▶ _Source passage_
** START **

Classy cowboy

THE Diary was sad to hear of the death of country crooner Sydney Devine, a performer with a huge fan base who never took himself too seriously.

It was a longstanding Scottish tradition to fondly poke fun at his musical abilities, though he was also revered in certain quarters. There can’t be many Western warblers who have poems named after them, but Sydney did.

Stephen Watt, Dumbarton FC’s poet-in-residence, once wrote a verse celebrating Alba’s musical heritage. It was titled: ‘Scottish Elements Are Conceived from the Glitter of Sydney Devine’s Tour Jacket.’

The Diary believes Watt’s stirring Sydneyfied ode is our nation’s very own Waste Land… with a few extra rhinestones, of course.

When in Rome…

A FEW years ago Gordon Fisher from Stewarton arranged to meet a pal for beers in Glasgow city centre, with both blokes intent on visiting a watering hole neither had been to before.

Gordon’s friend revealed he had recently spotted a new Italian wine bar which looked promising. “It's called Albarone's," he said.

** END **

▶ _Data records_

** START **

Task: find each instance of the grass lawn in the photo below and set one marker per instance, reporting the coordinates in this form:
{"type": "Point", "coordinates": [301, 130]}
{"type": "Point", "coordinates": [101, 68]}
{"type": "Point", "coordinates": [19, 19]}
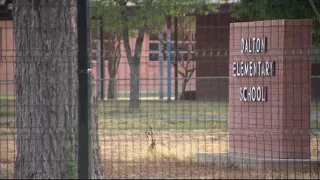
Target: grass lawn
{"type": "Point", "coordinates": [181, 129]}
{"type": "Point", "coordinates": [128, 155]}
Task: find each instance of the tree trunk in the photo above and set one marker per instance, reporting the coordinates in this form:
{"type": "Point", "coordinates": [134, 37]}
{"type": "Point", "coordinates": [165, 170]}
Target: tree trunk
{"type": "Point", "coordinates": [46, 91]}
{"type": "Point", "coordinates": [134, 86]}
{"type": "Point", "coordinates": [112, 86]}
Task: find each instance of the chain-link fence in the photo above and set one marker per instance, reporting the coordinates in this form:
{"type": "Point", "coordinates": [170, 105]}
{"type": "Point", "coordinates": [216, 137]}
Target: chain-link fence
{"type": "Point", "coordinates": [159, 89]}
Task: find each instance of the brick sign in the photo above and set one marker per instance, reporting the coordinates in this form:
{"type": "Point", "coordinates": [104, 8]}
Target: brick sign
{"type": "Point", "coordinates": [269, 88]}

** END **
** START **

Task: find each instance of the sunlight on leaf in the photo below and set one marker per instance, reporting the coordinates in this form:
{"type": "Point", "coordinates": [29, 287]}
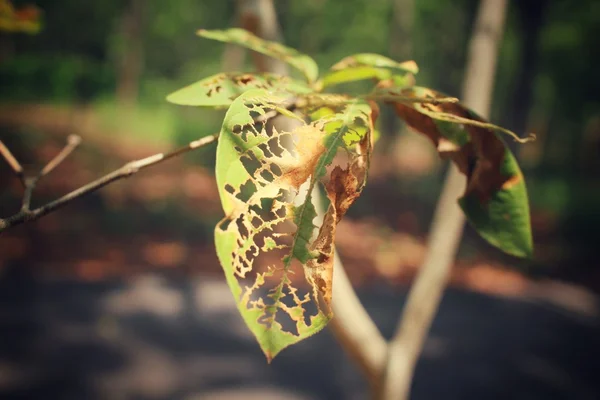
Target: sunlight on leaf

** END **
** START **

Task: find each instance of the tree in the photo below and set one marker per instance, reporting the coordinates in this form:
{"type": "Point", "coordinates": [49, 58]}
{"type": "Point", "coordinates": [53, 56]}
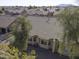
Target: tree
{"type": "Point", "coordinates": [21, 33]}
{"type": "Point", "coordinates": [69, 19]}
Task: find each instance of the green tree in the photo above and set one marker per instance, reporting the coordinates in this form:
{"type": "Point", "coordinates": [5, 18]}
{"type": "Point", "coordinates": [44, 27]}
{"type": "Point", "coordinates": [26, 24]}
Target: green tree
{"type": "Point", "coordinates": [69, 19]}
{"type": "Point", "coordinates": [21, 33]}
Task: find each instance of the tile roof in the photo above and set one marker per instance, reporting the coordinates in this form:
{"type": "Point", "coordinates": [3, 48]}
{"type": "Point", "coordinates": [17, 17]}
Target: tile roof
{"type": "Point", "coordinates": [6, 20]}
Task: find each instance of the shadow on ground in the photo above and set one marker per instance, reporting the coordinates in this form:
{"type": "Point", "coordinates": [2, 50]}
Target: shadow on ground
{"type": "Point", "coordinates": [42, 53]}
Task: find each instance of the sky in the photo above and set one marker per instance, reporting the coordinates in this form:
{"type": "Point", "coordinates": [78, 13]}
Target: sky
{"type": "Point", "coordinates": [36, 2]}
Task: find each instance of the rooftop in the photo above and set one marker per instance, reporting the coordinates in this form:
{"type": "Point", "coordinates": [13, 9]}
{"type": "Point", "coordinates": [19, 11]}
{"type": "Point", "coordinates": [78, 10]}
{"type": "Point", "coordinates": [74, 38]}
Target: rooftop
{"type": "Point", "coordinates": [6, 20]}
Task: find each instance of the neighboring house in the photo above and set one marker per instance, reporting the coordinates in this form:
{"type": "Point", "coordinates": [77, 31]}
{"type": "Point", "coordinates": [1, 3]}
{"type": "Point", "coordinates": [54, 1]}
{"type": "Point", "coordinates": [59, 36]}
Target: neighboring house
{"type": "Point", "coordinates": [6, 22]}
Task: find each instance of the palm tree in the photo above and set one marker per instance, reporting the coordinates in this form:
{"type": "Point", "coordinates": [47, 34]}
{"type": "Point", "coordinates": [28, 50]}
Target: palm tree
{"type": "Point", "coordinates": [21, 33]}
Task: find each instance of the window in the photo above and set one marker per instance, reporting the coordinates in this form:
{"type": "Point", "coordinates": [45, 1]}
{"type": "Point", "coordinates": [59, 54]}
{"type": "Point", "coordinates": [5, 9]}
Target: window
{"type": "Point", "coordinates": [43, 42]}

** END **

▶ _Task details_
Retype the part of the diary column that opens with the words containing "Classy cowboy" and closes with "himself too seriously.". The lines were drawn from a different source than the diary column.

▶ _Exercise output_
Classy cowboy

THE Diary was sad to hear of the death of country crooner Sydney Devine, a performer with a huge fan base who never took himself too seriously.